Named object pointing records
— BEGIN —

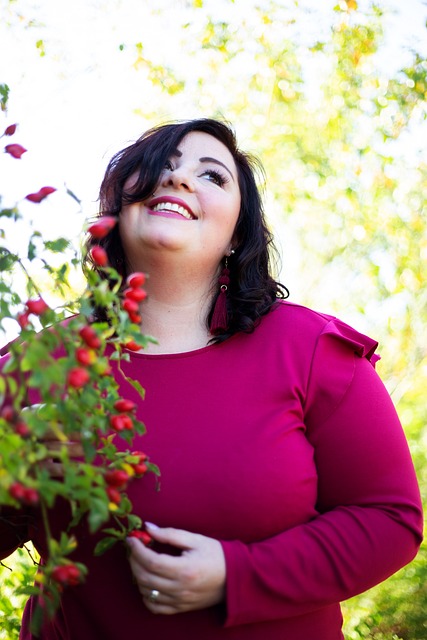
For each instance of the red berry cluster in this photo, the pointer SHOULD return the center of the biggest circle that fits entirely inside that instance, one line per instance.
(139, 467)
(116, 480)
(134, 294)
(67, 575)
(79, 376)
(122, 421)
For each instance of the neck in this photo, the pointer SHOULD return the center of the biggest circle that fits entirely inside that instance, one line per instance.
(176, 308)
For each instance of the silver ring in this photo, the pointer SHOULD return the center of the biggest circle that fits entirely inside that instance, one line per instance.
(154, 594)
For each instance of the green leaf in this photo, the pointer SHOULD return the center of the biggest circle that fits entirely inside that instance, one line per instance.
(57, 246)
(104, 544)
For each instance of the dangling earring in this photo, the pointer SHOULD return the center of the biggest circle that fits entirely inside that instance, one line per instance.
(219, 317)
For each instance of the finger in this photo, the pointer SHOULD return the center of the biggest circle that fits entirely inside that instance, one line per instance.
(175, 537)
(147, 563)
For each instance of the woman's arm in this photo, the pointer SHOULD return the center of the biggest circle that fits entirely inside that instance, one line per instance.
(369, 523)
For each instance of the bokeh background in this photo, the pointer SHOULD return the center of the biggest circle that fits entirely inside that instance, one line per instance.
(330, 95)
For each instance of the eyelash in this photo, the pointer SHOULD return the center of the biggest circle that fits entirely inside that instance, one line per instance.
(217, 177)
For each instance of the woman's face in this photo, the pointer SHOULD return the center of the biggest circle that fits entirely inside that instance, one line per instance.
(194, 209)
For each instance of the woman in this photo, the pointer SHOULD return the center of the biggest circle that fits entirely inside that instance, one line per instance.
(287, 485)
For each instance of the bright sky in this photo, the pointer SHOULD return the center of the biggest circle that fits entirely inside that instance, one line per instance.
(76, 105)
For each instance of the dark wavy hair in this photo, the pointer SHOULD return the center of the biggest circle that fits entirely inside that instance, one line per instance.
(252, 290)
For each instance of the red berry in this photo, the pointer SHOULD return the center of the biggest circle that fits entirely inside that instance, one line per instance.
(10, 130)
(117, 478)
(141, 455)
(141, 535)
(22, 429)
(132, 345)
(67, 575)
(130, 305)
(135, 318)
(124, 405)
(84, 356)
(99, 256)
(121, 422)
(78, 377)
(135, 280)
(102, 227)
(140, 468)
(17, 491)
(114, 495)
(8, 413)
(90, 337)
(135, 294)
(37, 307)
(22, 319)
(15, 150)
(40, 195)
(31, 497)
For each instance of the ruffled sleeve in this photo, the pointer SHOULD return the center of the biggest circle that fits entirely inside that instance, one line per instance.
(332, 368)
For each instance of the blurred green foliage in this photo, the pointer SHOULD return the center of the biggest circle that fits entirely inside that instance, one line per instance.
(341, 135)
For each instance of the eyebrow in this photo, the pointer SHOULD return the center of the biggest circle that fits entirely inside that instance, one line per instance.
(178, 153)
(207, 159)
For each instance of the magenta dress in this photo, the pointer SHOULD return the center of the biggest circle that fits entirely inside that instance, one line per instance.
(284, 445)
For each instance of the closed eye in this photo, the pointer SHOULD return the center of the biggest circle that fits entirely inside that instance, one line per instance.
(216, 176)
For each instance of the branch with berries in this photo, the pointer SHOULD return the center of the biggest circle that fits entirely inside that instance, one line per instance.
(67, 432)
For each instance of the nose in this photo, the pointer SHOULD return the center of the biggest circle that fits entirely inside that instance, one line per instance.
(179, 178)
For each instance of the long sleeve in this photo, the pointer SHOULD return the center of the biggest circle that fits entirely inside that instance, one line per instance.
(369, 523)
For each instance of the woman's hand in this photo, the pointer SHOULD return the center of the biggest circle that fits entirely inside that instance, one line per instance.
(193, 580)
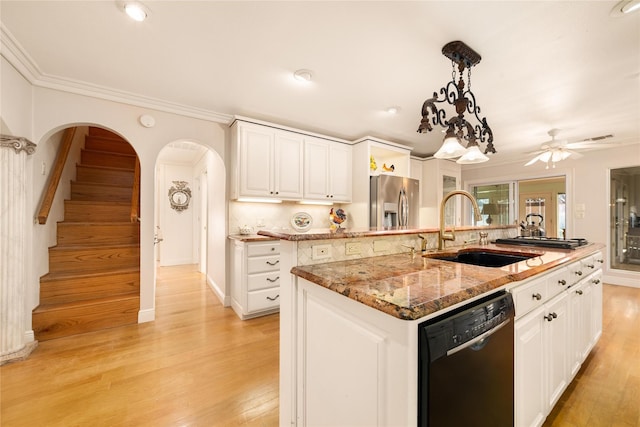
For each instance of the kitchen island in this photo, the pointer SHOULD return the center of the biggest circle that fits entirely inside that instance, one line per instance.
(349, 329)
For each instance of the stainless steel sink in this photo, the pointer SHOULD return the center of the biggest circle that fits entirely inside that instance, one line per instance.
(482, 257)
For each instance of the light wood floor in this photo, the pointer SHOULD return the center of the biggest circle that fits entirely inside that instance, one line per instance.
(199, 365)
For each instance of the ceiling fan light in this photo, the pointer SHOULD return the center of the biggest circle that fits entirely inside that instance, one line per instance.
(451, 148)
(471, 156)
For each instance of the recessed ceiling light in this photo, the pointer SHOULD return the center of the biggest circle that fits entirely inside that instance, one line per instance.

— END —

**Task**
Extract the lines that start at the one containing "For each instance of the ceiling" and end at the last line of the records, and copy them verbatim.

**Solution below**
For each instance of the ceiling fan light in this photo, the pointer SHOULD return the center of the biggest circle that fits entirely inside that instance, one line per instance.
(451, 148)
(471, 156)
For each instance of the recessed ceiling light in this photo, the pointer SHOULD return the center of the biggest circle that fits entirely inside that instance, one line per instance.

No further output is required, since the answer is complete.